── Dostarczone wpisy
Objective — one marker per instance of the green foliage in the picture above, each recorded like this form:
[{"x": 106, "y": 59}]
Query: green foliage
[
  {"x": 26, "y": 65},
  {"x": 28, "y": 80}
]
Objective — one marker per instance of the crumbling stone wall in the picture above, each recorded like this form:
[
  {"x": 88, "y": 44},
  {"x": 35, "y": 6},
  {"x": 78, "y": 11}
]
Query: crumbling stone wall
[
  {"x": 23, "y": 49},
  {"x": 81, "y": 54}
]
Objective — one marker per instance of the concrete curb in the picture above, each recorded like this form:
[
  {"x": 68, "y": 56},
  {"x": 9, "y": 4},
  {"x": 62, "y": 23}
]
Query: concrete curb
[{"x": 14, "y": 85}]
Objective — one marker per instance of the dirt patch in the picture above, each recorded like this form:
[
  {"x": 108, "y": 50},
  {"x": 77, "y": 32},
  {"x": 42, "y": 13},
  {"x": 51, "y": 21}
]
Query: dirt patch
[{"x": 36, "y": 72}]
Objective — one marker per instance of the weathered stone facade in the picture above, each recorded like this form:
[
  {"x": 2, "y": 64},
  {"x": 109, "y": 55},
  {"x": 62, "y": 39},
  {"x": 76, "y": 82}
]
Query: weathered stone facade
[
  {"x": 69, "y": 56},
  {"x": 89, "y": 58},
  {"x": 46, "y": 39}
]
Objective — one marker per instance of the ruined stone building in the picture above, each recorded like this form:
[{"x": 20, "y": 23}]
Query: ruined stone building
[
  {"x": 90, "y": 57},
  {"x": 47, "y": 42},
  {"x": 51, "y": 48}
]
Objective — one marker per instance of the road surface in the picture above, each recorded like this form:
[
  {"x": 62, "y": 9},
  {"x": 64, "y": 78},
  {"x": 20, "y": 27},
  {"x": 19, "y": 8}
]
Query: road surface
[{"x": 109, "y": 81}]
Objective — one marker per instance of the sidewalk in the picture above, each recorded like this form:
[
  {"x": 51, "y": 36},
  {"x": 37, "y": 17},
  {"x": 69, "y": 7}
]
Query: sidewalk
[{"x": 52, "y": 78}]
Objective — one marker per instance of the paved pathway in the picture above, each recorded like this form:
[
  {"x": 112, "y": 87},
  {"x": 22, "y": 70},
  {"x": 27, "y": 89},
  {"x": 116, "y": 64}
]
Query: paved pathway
────
> _Opis zadania_
Wypisz ponownie wszystkie powyższe wpisy, znak po znaku i bez żadnych zmian.

> _Odpowiedź na zadanie_
Objective — one marker per instance of the green foliage in the picture above, each recorded like this form:
[{"x": 106, "y": 59}]
Query: green foliage
[
  {"x": 26, "y": 65},
  {"x": 28, "y": 80}
]
Objective — one marker per instance of the crumbling stone wall in the picture above, each recorded like this form:
[
  {"x": 88, "y": 44},
  {"x": 35, "y": 6},
  {"x": 78, "y": 11}
]
Query: crumbling stone wall
[
  {"x": 23, "y": 49},
  {"x": 81, "y": 54}
]
Objective — one marker per instance of the concrete curb in the picture above, each recorded like this form:
[
  {"x": 68, "y": 56},
  {"x": 9, "y": 4},
  {"x": 62, "y": 23}
]
Query: concrete curb
[{"x": 14, "y": 85}]
Objective — one marker per instance of the dirt patch in the picture above, each recorded like this form:
[
  {"x": 108, "y": 50},
  {"x": 77, "y": 32},
  {"x": 42, "y": 13},
  {"x": 51, "y": 21}
]
Query: dirt patch
[{"x": 36, "y": 72}]
Objective — one marker per instance of the weathered stone facade in the picture above, each recorded like this form:
[
  {"x": 2, "y": 64},
  {"x": 109, "y": 55},
  {"x": 62, "y": 39},
  {"x": 76, "y": 82}
]
Query: weathered stone facade
[
  {"x": 69, "y": 56},
  {"x": 89, "y": 58},
  {"x": 46, "y": 39}
]
Objective — one marker per instance of the ruined stone building in the picture above, each recorded like this form:
[{"x": 20, "y": 23}]
Query: ruined stone building
[
  {"x": 90, "y": 57},
  {"x": 47, "y": 42},
  {"x": 51, "y": 48}
]
Objective — one marker per instance of the road surface in the picture above, each recorded like this form:
[
  {"x": 62, "y": 9},
  {"x": 64, "y": 78},
  {"x": 20, "y": 27},
  {"x": 19, "y": 8}
]
Query: road surface
[{"x": 109, "y": 81}]
Objective — one marker per instance of the sidewalk in the picture above, each recorded like this form:
[
  {"x": 51, "y": 36},
  {"x": 37, "y": 17},
  {"x": 69, "y": 7}
]
Query: sidewalk
[{"x": 52, "y": 78}]
Objective — one marker per instance of the paved pathway in the picture above, each recorded like this form:
[
  {"x": 112, "y": 87},
  {"x": 22, "y": 70},
  {"x": 27, "y": 89},
  {"x": 116, "y": 64}
]
Query: paved pathway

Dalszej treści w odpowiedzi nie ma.